Texto do documento —
Após o afastamento de Cappio, o Centro de Defesa da Criança e do Adolescente Yves de Roussan – CEDECA, que defende a família de Monte Santo na justiça, divulgou nota esclarecendo que o ocorrido em nada altera a constatação de irregularidades no processo. “As ilegalidades presentes foram reconhecidas não apenas pelo magistrado afastado como também pelo Conselho Nacional de Justiça, pela Secretaria de Diretios Humanos da Presidência da República e pela CPI do Tráfico cujo presidente afirma existir nesta região uma rota de tráfico de crianças contando com a cumplicidade da estrutura judiciária baiana”, afirma a nota. O texto retoma, ainda, as irregularidades observadas no processo de adoção: ausência de contraditório e ampla defesa, uma vez que as guardas provisórias das cinco crianças foram deferidas em apenas 24h após a postulação; não observação do estágio de convivência, estudo e acompanhamento psicossocial, conforme determinado pelo Estatuto da Criança e do Adolescente; e a colocação em família substituta, uma medida excepcional, sem autorização dos laudos do Conselho Tutelar e do Centro de Referência Especializado de Assistência Social – CREAS, que relataram situação de pobreza, mas nunca de abuso ou maus-tratos.

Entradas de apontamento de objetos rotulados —
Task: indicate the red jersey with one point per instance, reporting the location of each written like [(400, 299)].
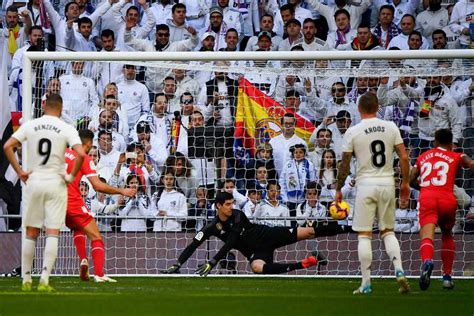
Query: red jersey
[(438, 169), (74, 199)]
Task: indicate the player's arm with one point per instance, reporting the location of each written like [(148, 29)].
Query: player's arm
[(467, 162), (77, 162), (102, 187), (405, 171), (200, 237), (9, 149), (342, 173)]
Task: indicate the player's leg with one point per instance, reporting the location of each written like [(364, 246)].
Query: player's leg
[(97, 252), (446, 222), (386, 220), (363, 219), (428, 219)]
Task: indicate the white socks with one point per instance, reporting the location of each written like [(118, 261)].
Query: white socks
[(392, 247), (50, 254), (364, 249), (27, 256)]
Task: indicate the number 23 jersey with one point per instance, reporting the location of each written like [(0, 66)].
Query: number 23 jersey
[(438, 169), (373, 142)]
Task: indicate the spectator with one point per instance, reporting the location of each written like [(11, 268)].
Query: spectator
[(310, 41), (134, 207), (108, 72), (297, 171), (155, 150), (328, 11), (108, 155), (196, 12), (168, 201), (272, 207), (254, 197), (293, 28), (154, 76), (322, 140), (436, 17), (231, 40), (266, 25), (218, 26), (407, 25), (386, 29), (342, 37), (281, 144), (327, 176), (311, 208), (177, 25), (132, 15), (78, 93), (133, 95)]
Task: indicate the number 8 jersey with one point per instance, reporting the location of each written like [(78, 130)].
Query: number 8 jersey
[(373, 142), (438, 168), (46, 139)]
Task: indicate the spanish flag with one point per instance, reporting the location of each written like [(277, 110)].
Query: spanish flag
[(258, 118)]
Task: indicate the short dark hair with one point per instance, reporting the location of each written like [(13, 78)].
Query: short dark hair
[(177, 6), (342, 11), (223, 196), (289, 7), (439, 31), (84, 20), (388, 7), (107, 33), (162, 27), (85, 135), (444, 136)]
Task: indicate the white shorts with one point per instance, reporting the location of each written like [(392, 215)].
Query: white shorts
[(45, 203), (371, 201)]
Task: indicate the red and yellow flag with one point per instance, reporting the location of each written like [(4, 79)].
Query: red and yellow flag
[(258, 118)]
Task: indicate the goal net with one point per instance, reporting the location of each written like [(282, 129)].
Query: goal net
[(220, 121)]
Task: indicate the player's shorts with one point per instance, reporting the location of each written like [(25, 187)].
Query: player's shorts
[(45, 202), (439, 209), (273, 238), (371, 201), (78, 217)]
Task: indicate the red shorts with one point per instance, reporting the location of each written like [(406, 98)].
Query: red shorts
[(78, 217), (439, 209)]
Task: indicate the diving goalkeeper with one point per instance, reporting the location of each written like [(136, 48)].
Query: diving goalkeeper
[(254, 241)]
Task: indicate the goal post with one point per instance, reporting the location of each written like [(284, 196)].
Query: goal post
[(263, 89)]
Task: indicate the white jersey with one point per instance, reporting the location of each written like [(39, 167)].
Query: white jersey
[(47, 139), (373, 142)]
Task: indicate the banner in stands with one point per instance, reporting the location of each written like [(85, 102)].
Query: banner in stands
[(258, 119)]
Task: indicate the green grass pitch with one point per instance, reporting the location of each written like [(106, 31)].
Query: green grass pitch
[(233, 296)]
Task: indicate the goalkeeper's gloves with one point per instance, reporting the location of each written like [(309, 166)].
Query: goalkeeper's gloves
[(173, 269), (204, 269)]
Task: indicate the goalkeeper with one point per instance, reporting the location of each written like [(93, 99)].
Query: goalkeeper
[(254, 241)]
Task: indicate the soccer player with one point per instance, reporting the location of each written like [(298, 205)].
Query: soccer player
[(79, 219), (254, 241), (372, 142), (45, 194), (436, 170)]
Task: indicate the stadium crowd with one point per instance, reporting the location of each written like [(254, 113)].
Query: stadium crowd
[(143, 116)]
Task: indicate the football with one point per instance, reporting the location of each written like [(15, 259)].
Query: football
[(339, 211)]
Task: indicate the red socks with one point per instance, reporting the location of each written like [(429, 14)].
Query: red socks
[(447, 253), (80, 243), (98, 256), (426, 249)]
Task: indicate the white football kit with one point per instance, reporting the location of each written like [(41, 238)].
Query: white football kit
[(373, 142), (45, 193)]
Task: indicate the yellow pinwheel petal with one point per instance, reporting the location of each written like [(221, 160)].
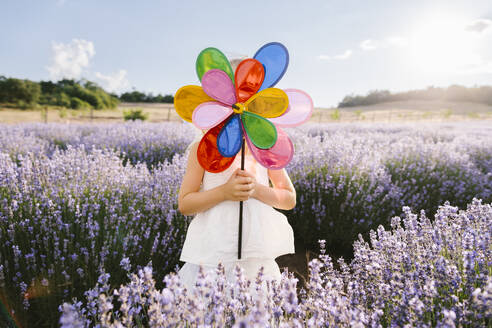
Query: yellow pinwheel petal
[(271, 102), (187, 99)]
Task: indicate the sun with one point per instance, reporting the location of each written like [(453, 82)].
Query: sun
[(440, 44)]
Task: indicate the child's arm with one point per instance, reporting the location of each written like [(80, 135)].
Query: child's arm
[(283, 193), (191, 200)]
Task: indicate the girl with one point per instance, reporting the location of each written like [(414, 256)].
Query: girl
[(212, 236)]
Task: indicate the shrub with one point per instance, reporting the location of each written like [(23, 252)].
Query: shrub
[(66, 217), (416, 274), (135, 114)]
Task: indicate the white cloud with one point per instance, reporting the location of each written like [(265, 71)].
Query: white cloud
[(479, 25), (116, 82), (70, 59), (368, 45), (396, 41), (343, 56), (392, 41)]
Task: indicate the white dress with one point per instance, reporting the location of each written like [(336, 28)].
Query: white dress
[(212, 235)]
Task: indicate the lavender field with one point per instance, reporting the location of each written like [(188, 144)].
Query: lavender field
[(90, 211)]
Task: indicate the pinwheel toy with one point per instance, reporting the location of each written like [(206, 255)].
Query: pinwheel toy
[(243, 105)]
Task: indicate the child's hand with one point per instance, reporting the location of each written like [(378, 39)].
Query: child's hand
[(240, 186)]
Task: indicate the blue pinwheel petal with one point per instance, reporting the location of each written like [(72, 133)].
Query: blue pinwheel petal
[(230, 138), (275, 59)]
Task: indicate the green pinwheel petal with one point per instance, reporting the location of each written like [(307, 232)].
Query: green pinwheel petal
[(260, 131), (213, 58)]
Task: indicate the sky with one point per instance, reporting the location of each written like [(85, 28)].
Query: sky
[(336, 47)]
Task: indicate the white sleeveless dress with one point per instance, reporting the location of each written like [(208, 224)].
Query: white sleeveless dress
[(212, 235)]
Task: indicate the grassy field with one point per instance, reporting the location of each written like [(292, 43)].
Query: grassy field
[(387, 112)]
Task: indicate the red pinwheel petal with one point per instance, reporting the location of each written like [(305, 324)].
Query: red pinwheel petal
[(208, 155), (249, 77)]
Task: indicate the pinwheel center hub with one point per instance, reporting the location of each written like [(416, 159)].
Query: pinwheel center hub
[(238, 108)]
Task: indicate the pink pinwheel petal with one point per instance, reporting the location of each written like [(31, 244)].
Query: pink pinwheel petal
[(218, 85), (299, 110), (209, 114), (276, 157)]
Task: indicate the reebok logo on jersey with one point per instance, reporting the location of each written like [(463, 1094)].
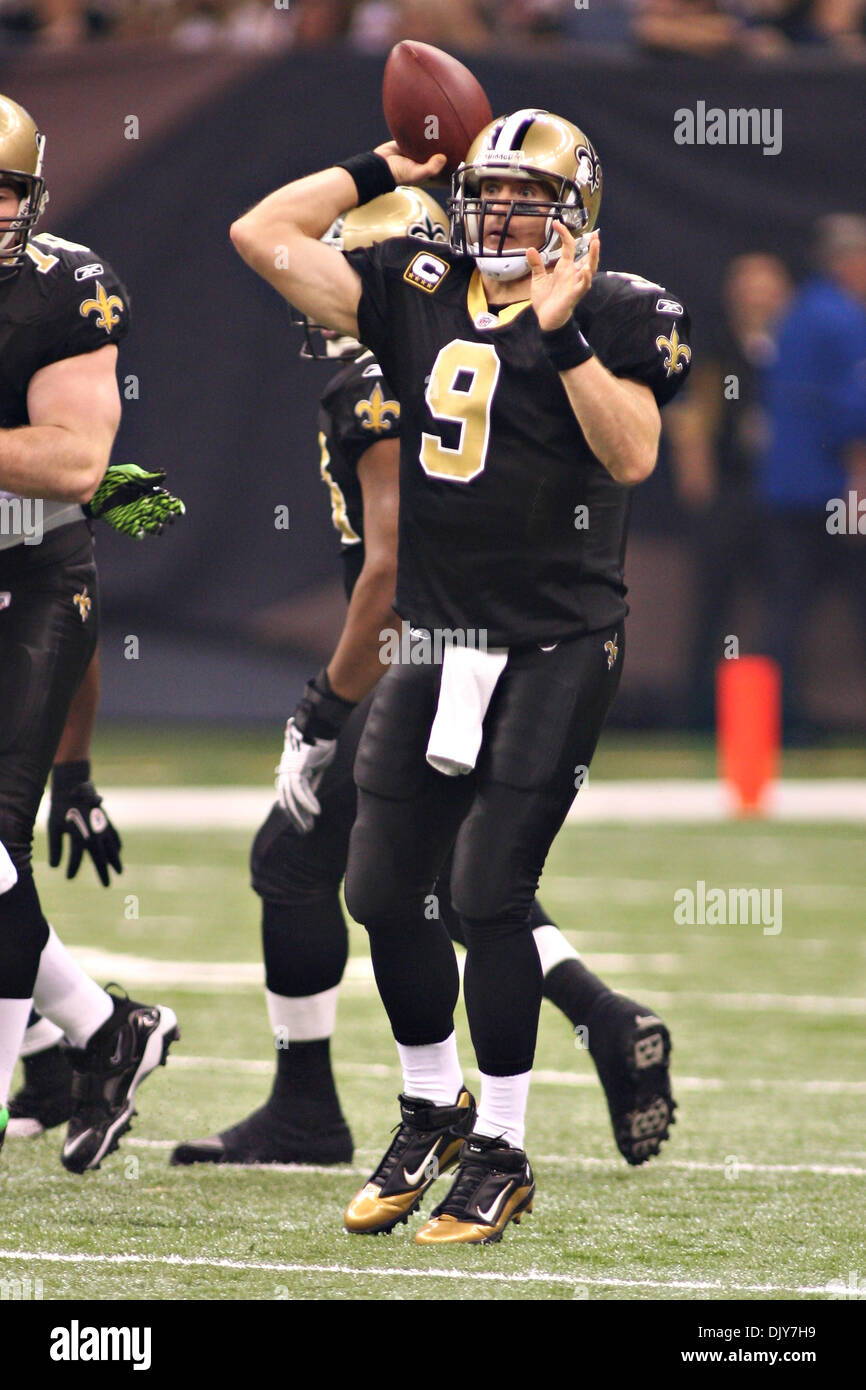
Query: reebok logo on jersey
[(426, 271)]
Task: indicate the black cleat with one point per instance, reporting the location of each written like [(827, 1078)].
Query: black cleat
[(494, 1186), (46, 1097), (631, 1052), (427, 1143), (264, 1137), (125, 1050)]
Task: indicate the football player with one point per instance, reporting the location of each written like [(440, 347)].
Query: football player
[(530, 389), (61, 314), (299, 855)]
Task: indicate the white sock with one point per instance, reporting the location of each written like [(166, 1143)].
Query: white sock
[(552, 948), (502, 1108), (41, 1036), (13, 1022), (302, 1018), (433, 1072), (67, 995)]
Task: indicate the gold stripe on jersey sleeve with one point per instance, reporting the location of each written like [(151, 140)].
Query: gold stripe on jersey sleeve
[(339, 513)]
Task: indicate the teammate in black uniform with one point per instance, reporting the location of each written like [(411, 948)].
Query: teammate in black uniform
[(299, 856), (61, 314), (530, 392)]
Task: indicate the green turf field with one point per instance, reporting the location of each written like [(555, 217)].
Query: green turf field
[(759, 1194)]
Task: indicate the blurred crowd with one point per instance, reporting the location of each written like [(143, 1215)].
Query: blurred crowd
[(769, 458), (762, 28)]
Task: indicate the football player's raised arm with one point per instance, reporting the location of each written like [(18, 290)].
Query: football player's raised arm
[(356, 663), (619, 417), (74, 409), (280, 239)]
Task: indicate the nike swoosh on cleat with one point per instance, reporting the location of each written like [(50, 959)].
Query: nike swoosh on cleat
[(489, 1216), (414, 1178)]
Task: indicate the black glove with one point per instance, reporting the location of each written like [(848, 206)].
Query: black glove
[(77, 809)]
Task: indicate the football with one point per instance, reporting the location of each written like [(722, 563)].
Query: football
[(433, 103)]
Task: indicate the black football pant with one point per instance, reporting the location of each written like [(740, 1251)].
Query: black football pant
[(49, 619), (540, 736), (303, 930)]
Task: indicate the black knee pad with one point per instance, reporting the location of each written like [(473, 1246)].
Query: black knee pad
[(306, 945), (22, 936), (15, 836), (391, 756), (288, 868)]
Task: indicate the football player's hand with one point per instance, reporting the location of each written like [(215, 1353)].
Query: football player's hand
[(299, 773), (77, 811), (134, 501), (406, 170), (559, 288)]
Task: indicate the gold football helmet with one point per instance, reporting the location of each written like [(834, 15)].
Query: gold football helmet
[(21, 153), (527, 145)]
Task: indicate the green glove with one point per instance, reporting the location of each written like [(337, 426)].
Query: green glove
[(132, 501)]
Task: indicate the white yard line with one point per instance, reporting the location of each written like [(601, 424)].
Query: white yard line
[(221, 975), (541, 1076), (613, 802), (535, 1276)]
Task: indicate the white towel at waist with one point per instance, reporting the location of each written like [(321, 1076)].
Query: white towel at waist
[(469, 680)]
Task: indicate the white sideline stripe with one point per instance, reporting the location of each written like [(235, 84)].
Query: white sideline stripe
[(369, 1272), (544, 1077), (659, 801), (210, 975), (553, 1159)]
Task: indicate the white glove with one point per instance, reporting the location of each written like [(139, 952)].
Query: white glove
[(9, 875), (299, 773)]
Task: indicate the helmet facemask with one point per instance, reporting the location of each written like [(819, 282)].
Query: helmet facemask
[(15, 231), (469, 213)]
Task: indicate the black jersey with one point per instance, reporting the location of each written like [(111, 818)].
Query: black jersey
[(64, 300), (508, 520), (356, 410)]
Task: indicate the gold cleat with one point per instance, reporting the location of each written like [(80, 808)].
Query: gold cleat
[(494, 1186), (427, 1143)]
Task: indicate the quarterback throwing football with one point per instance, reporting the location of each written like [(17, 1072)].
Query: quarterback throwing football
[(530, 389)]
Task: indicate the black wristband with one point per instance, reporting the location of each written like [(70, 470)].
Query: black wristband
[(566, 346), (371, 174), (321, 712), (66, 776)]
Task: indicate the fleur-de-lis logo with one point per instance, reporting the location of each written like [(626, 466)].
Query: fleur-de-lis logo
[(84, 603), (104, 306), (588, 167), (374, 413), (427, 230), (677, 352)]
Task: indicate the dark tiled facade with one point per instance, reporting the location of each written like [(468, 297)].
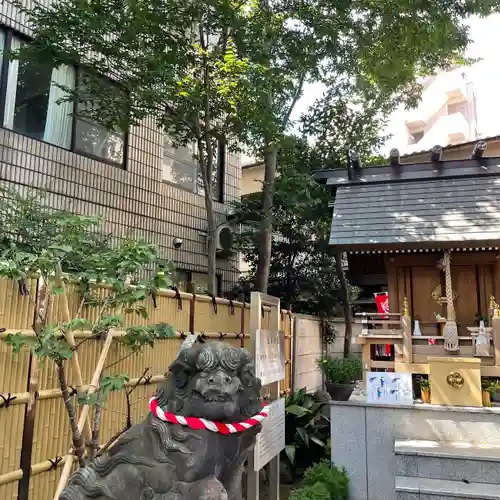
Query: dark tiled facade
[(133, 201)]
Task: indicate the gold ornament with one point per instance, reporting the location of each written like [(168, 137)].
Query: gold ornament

Requisitos —
#1 De acordo com o texto sobre o caso de Monte Santo, em quanto tempo após a postulação foram deferidas as guardas provisórias das cinco crianças?
#2 Escreva a continuação do texto sobre o caso de Monte Santo, começando logo depois da última frase apresentada.

Respostas dadas —
#1 Em apenas 24 horas após a postulação.

#2
Sobre o processo e sobre a possível existência de rotas de tráfico de crianças no interior baiano, o VIA Blogconversou com Waldemar Oliveira, coordenador executivo do CEDECA Yves de Roussan.
VIA – Sob que alegações as crianças foram afastadas do convívio com os pais e que irregularidades foram observadas no processo de adoção?

Waldemar Oliveira – A principal alegação foi negligência dos pais, o que não foi comprovado. A própria diretora da creche dizia que eles eram bem tratados, que eram meninos pobres, mas que eram bem tratados e estavam sempre acompanhados pelos pais. Essa alegação dele [juiz Vitor Bizerra] foi derrubada. As alegações de negligência e de maus-tratos não se confirmaram. Ele [Bizerra] deixou de cumprir prazos, não ouviu o Ministério Público, deu a guarda em tempo recorde. Processos de guarda, mesmo que provisória, demandam algum tempo. Ele deu a guarda em tempo recorde, sem ouvir a mãe ou o pai.
VIA – E está se dando prosseguimento à investigação para verificar a existência de tráfico de crianças na região?

W.O. – A CPI do Tráfico esteve em Monte Santo acompanhada por deputados da Assembleia Legislativa da Bahia. A Polícia Federal também está agindo e fazendo esse levantamento. O fato é que esse é apenas um caso. Sabemos que, a partir daí, várias denúncias foram formuladas.

VIA – O que aconteceu não é, portanto, uma exceção, não é incomum que casos como esse aconteçam?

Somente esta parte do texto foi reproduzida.